Data:

========

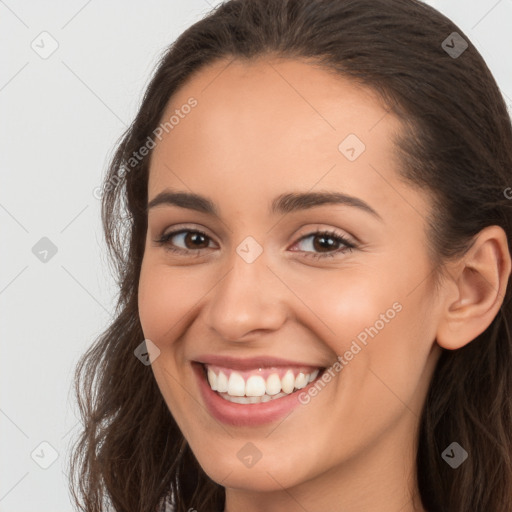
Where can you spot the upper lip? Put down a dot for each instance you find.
(248, 363)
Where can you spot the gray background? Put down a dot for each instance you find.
(61, 117)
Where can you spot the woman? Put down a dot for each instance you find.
(311, 229)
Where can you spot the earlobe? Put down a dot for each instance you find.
(475, 290)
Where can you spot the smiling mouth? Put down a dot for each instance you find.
(260, 384)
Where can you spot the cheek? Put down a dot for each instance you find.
(166, 296)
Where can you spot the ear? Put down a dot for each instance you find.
(475, 290)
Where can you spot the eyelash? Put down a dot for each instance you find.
(349, 246)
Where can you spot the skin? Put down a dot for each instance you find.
(265, 128)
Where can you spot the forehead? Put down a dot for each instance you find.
(270, 126)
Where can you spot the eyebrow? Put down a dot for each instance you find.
(282, 204)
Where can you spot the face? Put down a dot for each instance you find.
(302, 277)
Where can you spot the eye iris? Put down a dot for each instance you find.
(327, 242)
(195, 237)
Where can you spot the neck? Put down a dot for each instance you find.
(382, 478)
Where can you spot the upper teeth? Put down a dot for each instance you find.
(256, 385)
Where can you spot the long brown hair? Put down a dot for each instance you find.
(458, 146)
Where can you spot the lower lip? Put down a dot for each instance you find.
(244, 415)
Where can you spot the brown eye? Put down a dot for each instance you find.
(190, 240)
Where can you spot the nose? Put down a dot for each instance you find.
(249, 300)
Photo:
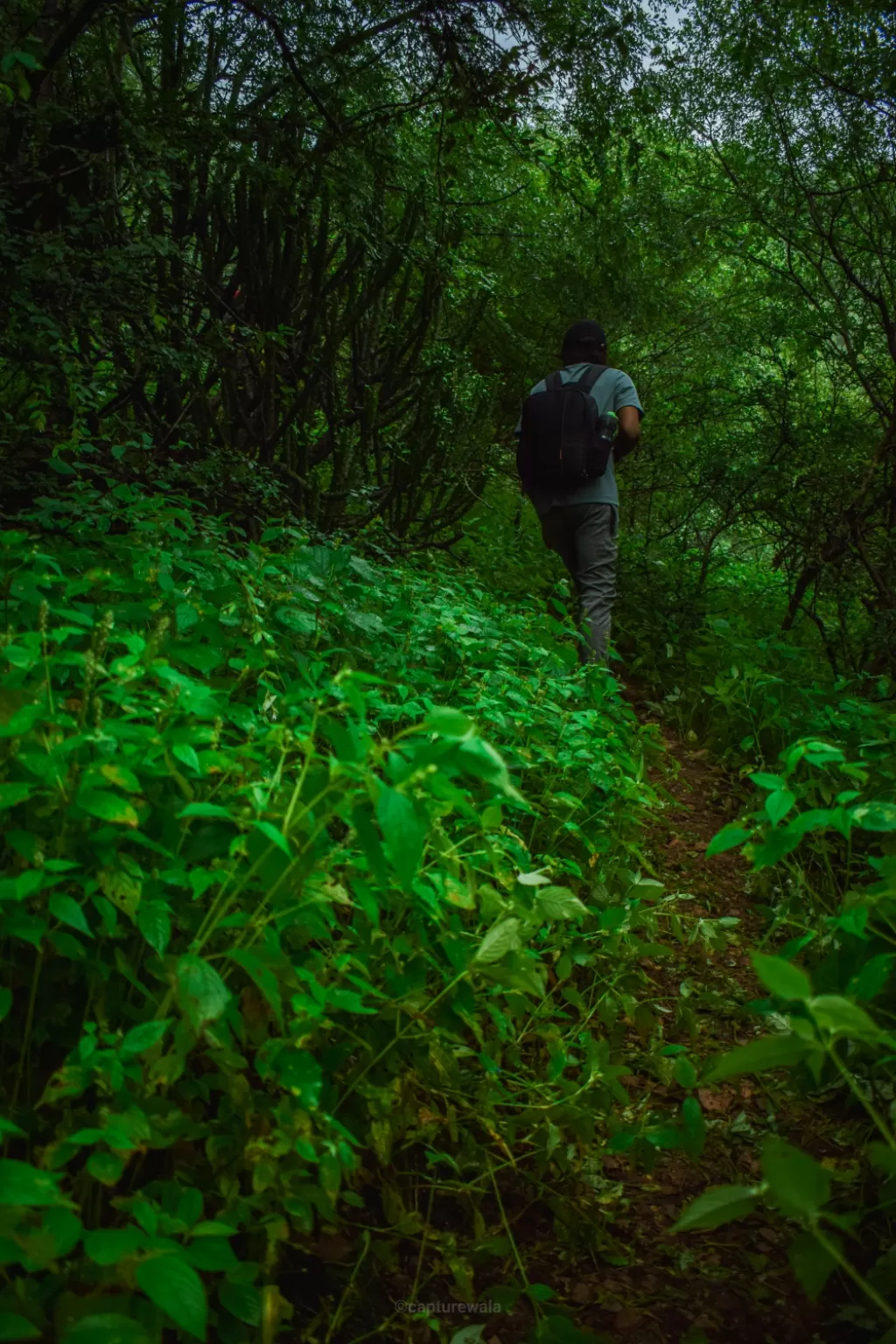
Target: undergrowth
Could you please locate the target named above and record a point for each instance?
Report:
(323, 917)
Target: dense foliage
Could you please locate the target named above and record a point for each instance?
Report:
(326, 924)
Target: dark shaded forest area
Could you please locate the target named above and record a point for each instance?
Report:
(369, 968)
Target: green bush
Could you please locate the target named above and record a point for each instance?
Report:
(288, 945)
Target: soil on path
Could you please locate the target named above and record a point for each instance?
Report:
(732, 1284)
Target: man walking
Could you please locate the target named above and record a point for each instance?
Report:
(575, 425)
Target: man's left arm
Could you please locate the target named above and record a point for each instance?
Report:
(629, 413)
(629, 433)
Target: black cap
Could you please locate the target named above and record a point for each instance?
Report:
(584, 333)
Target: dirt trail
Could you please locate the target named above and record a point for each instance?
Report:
(732, 1284)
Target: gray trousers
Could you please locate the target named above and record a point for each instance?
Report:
(584, 538)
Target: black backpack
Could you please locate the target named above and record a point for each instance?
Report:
(562, 441)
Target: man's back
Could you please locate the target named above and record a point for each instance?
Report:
(582, 524)
(612, 393)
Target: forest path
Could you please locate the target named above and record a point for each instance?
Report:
(732, 1284)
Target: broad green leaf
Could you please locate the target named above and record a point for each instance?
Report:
(760, 1055)
(186, 752)
(20, 1183)
(727, 839)
(500, 940)
(817, 819)
(120, 776)
(875, 816)
(18, 1328)
(211, 1256)
(780, 977)
(812, 1263)
(108, 807)
(870, 982)
(108, 1248)
(296, 620)
(559, 903)
(449, 724)
(203, 993)
(242, 1300)
(213, 1228)
(206, 809)
(717, 1206)
(773, 848)
(778, 805)
(107, 1168)
(153, 920)
(178, 1289)
(843, 1018)
(693, 1128)
(263, 977)
(403, 831)
(66, 910)
(276, 836)
(298, 1071)
(800, 1184)
(684, 1073)
(144, 1037)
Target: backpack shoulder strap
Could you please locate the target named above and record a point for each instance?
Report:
(592, 375)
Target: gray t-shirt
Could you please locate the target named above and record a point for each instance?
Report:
(612, 393)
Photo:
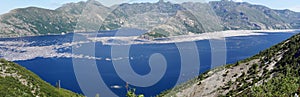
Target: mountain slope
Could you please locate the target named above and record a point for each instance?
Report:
(16, 81)
(161, 19)
(273, 73)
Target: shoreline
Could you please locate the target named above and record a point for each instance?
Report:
(219, 35)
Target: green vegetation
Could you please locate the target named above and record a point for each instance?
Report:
(259, 80)
(16, 81)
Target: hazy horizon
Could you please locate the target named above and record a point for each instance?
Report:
(8, 5)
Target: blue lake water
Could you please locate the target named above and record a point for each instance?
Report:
(54, 69)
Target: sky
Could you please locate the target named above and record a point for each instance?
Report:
(7, 5)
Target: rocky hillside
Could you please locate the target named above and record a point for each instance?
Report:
(161, 19)
(16, 81)
(274, 72)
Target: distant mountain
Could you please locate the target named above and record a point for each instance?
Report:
(16, 81)
(274, 72)
(161, 19)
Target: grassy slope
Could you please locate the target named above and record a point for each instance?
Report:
(258, 79)
(12, 86)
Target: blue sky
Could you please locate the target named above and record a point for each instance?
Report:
(7, 5)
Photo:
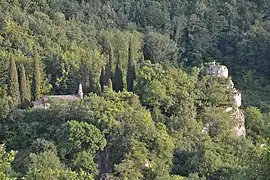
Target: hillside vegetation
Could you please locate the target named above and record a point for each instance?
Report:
(145, 104)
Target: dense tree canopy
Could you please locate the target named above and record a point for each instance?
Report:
(146, 106)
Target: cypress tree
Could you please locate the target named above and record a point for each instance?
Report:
(28, 89)
(102, 79)
(23, 87)
(36, 81)
(131, 74)
(13, 84)
(84, 75)
(108, 67)
(110, 84)
(91, 80)
(118, 78)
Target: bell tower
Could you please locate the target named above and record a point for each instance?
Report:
(80, 91)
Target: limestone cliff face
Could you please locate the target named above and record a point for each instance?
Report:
(220, 71)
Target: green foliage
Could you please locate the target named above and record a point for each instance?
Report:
(174, 127)
(6, 158)
(160, 49)
(36, 79)
(24, 91)
(13, 84)
(131, 73)
(118, 77)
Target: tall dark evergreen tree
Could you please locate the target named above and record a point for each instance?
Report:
(91, 80)
(25, 100)
(118, 77)
(110, 86)
(102, 79)
(131, 74)
(13, 84)
(36, 79)
(84, 75)
(108, 67)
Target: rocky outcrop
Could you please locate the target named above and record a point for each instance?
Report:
(219, 71)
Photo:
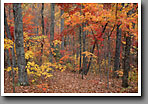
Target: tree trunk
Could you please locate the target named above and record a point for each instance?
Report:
(62, 27)
(126, 62)
(109, 60)
(52, 28)
(80, 46)
(84, 58)
(117, 52)
(43, 33)
(9, 37)
(19, 43)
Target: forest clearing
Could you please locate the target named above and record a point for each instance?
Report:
(71, 48)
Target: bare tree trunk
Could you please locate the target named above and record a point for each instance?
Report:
(9, 37)
(19, 43)
(84, 58)
(52, 28)
(43, 33)
(62, 27)
(117, 52)
(126, 62)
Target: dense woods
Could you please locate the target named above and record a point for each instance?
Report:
(71, 47)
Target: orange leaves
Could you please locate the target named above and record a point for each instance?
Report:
(43, 86)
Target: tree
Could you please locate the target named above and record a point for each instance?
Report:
(52, 28)
(43, 33)
(19, 43)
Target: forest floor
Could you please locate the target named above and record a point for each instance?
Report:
(70, 82)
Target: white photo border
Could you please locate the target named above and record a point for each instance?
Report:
(71, 94)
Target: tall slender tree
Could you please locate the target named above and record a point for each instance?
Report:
(19, 43)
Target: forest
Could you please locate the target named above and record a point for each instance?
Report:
(71, 48)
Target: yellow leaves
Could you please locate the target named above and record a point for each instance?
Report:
(124, 42)
(8, 43)
(89, 54)
(28, 54)
(65, 15)
(120, 72)
(57, 42)
(8, 69)
(33, 81)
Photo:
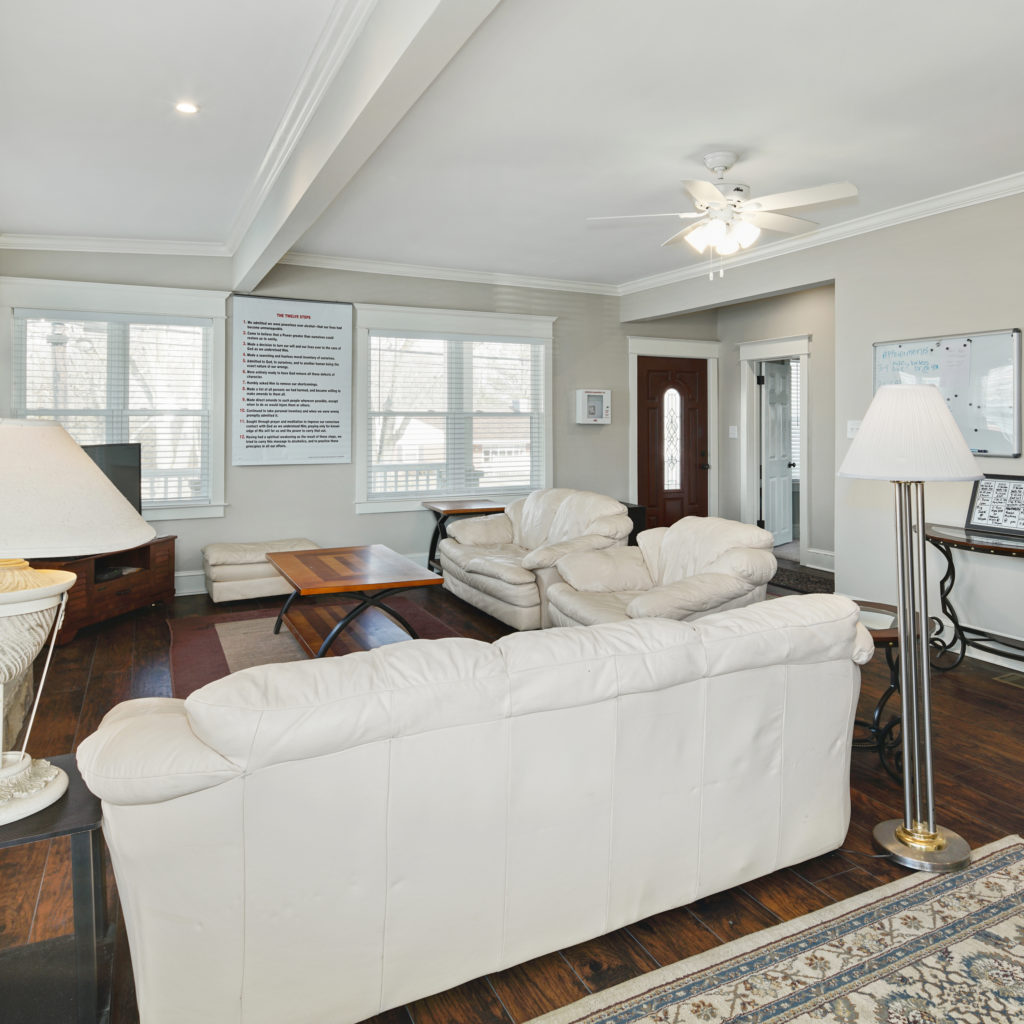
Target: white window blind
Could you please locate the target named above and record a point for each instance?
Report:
(112, 378)
(454, 415)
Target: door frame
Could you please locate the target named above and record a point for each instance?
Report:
(751, 353)
(679, 348)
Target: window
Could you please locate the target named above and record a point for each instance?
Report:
(156, 379)
(452, 412)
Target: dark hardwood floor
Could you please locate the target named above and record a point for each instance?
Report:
(978, 716)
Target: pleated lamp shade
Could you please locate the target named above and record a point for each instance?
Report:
(54, 501)
(908, 433)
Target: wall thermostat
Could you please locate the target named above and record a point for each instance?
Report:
(593, 407)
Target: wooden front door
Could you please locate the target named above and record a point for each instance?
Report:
(672, 437)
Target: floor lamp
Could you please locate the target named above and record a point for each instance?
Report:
(54, 502)
(909, 436)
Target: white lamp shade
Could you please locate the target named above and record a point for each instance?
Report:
(908, 433)
(54, 501)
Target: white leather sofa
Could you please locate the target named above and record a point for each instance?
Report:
(697, 565)
(321, 841)
(503, 563)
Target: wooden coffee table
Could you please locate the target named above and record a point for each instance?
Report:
(367, 572)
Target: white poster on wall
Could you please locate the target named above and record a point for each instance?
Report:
(291, 382)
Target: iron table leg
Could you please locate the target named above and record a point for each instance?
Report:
(89, 907)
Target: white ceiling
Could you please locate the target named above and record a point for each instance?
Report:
(390, 131)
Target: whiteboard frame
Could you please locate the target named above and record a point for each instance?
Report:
(1015, 335)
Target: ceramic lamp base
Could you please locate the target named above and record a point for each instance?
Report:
(28, 785)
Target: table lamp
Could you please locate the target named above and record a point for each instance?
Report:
(54, 503)
(909, 436)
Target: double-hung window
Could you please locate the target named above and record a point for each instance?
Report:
(155, 379)
(454, 404)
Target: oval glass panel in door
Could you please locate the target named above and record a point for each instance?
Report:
(672, 439)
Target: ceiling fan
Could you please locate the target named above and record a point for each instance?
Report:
(727, 219)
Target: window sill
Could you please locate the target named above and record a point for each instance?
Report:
(171, 512)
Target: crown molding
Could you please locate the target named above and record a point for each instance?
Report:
(346, 22)
(126, 247)
(446, 273)
(1012, 184)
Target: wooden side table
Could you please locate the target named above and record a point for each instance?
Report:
(886, 738)
(946, 539)
(79, 815)
(444, 510)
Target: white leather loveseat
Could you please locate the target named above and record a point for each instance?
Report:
(504, 563)
(321, 841)
(697, 565)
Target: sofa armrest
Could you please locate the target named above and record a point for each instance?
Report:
(679, 600)
(753, 564)
(480, 530)
(548, 554)
(144, 752)
(605, 571)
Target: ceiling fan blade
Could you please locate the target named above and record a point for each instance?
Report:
(633, 216)
(778, 221)
(681, 236)
(802, 197)
(704, 192)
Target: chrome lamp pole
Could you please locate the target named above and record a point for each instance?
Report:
(908, 436)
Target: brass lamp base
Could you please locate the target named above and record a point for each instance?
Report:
(939, 851)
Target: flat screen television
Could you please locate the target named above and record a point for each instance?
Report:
(123, 466)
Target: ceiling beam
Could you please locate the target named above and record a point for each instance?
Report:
(399, 47)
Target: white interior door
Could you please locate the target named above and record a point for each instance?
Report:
(776, 451)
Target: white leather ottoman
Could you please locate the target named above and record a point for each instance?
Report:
(241, 571)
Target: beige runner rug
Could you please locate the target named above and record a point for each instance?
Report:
(250, 641)
(926, 949)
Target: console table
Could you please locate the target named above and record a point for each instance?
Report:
(946, 539)
(114, 583)
(78, 814)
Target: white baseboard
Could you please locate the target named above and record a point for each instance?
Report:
(189, 582)
(815, 558)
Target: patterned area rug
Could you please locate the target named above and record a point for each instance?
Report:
(926, 949)
(207, 647)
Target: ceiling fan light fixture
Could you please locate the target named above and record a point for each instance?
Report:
(715, 232)
(745, 233)
(698, 238)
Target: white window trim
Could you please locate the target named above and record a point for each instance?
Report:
(140, 300)
(377, 317)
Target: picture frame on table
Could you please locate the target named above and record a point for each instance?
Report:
(996, 506)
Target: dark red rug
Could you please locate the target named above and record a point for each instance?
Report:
(198, 658)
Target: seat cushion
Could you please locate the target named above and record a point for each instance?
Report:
(503, 561)
(255, 551)
(588, 608)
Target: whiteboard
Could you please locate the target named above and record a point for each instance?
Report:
(979, 375)
(291, 381)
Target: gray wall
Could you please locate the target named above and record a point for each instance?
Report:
(265, 502)
(951, 272)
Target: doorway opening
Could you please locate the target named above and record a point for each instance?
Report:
(774, 441)
(778, 383)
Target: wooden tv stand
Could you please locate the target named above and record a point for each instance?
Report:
(146, 577)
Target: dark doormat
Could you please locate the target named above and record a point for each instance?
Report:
(800, 580)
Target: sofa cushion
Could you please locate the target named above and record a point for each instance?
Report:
(503, 561)
(588, 608)
(241, 554)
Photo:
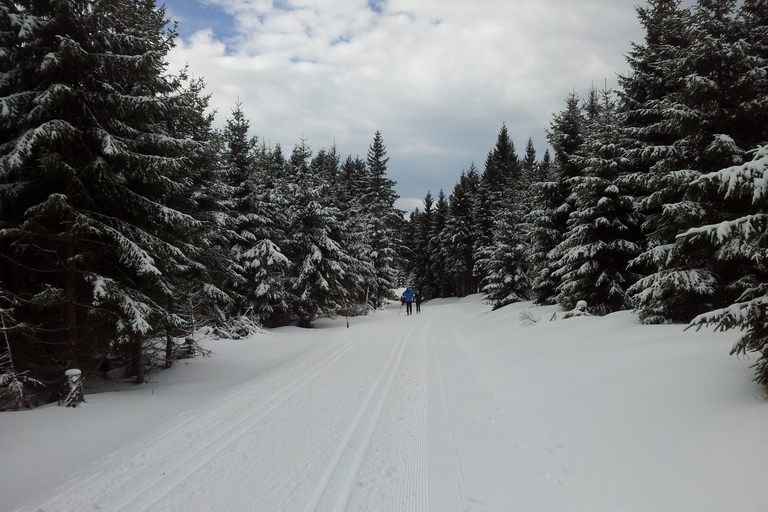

========

Given request: Report how many lines of the rows above contain the string "dense", counting only matches in the same case. Give the number alone.

Written answer: 3